Recast the whole listing below as a numbered list with one line per number, skipping any blank lines and leaving out the pictures.

-- Begin Supplied material --

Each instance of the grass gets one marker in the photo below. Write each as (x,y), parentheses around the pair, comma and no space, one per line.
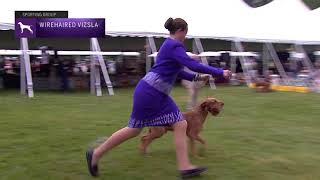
(257,136)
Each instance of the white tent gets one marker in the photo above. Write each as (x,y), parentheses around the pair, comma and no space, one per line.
(278,21)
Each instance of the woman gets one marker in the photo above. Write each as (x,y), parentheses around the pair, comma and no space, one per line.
(152,105)
(192,87)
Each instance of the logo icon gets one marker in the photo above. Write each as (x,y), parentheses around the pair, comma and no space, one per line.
(25,27)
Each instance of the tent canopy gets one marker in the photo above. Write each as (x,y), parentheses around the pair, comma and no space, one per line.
(288,21)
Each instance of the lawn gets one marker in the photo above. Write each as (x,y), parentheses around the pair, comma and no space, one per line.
(257,136)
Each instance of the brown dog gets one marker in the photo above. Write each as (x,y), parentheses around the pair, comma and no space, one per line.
(262,84)
(195,119)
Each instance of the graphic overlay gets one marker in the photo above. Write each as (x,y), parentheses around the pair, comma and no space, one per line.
(25,27)
(71,27)
(41,14)
(60,27)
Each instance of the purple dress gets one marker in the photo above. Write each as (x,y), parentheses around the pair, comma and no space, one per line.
(152,105)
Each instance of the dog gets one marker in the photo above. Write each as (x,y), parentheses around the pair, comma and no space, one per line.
(22,27)
(195,119)
(262,84)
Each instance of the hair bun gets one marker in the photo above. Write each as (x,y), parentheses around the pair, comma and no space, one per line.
(169,24)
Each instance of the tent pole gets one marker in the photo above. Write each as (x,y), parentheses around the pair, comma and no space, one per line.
(238,46)
(96,48)
(150,48)
(22,72)
(277,62)
(306,60)
(265,60)
(197,45)
(27,67)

-- End Supplied material --

## Task response
1. Each instance of the grass gets one marker in the photo below. Write each as (x,y), parentheses around the pair, comma and no space, one per line.
2. (257,136)
3. Each instance of the white tent gets one marker in the photo above. Write each as (x,y), parentheses around the pair, comma and no space, one per line.
4. (278,21)
5. Each instance of the woman gets one marker in the photo above. Write each as (x,y), parentheses around the pair, comma and no space, one per line.
6. (152,105)
7. (192,87)
8. Each instance of the logo icon gets one marker in the photo above. Write each as (x,y), parentheses around the pair, comma and no space, one per line.
9. (25,27)
10. Each instance of the tent canopy gets one marker in the photo above. Write each as (x,y), parentheses around the pair, comma and no space, one per line.
11. (288,21)
12. Each instance of the lawn gets one marker in the photo above. Write each as (x,y), parentheses around the pair, comma and no space, one per line.
13. (257,136)
14. Each instance of the brown dog gets one marker in the photo above. Write each as (x,y), parentheses around the pair, comma and no space, one per line.
15. (262,84)
16. (195,119)
17. Each instance of the graphic overlay gets one marker in the photo above. Write each as (x,y), parentheses around the pair, comma and no space, one per line.
18. (25,27)
19. (71,27)
20. (41,14)
21. (60,27)
22. Each instance of the purple dress gets one marker in the photo above. Write each as (x,y), parentheses around the pair, comma and no space, one per line.
23. (152,105)
24. Each instance of the dog gets one marker in the photo above. Write each as (x,y), parentheses around the pair, comma and no space, one per line.
25. (22,27)
26. (195,119)
27. (262,84)
28. Each instance of the hair bun gets one marker in the photo above. Write each as (x,y), parentheses around the pair, comma and no space, one per line.
29. (169,24)
30. Each instance of the tent pole gets one marker in the photo above. Write each as (x,y), parentheses around the pair, comma and no space, one per line.
31. (238,46)
32. (96,48)
33. (150,48)
34. (22,72)
35. (277,62)
36. (306,60)
37. (265,60)
38. (197,45)
39. (27,67)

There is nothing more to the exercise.